TEXT SEGMENT:
-=-=-=-=-
With reference to FIG. 2, data from each sensor 102 monitoring the workspace 100 is received by the control system 104. The regions monitored and covered by each sensor 102 may be represented in any suitable form of volumetric representation. The control system 104 includes a central processing unit (CPU) 106 which may be any of various suitable commercially available processors or other logic machine capable of executing instructions. In other embodiments, suitable dual microprocessors or other multi-processor architectures may also be employed as the processing unit 106. The control system 104 further includes memory 108 which may be implemented using one or more standard memory devices. The memory devices may include, for instance, RAM 110, ROM 112, and EEPROM devices, and may also include magnetic or optical storage devices, such as hard disk drives, CD-ROM drives, and DVD-ROM drives. The memory 108 contains instructions stored therein for controlling operation of the CPU 106 and its interactions with other components of the control system 104. In some embodiments, the control system 104 may include a display 114 driven by a display controller 116.


The control system 104 further includes a network interface 118 to communicate with and receive data from the sensors 102. The network interface 118 may facilitate wired or wireless communication with other devices over a short distance (e.g., Bluetooth™) or nearly unlimited distances (e.g., the Internet). In the case of a wired connection, a data bus may be provided using any protocol, such as IEEE 802.3 (Ethernet), advanced technology attachment (ATA), personal computer memory card international association (PCMCIA), and USB. A wireless connection may use low or high-powered electromagnetic waves to transmit data using any wireless protocol, such as Bluetooth™, IEEE 802.11b (or other WiFi standards), infrared data association (IrDa), and radio frequency identification (RFID). In addition, a modem module (not shown) or Ethernet module (not shown) may be incorporated to facilitate a WAN networking environment. The control system 104 may also include an interface 120 coupled to a database or internal hard drive 122. Interface 120 may also be coupled to removable memory, such as flash memory, a magnetic floppy disk drive, an optical disk drive, or another drive. Further, the interface 120 may be configured for external drive implementations, such as over a USB, IEEE 1194, or PCMCIA connection.


In one embodiment, any number of program modules may be stored in one or more drives 122 and RAM 110, including an operating system 124, one or more application programs 126, or other program modules 128 (such as instructions to implement the methods described herein), and data 130. All or portions of the program modules may also be cached in RAM 110. Any suitable operating system 124 may be employed, such as Windows Embedded CE, Windows Embedded Handheld, Windows Desktop, Android, Linux, iOS, MacOS, or other commercially available or proprietary operating systems.


The above-described components, including the processing unit 106, memory 108, display controller 116, network interface 118, and interface 120 may be interconnected via a bus 132. While a bus-based architecture is illustrated in FIG. 2, other types of architectures are also suitable (e.g., one or more components may be directly coupled to one another). While the illustrated embodiment depicts one possible configuration for a control system 104, it should be recognized that a wide variety of hardware and software configurations may be provided. For example, other embodiments may have fewer than all of these components or may contain additional components.
-=-=-=-=-
INSTRUCTION: In the control system text, which component lets the control system communicate with and receive data from the sensors?

SUPPLIED INFORMATION:
-=-=-=-=-
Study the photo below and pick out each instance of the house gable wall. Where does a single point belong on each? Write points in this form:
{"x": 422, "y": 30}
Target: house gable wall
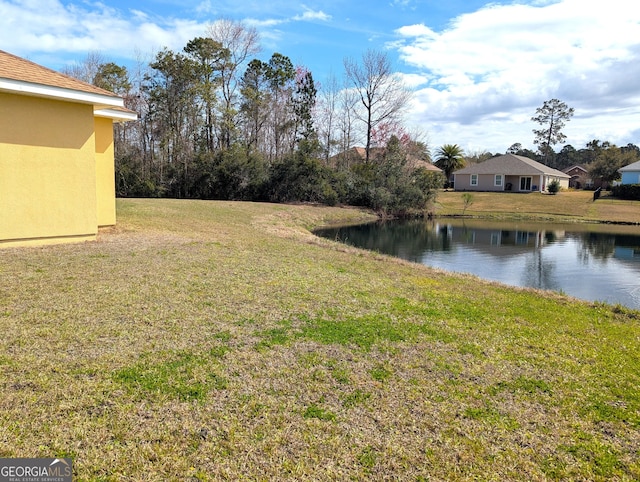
-=-=-=-=-
ANSWER IN FULL: Network interface 118.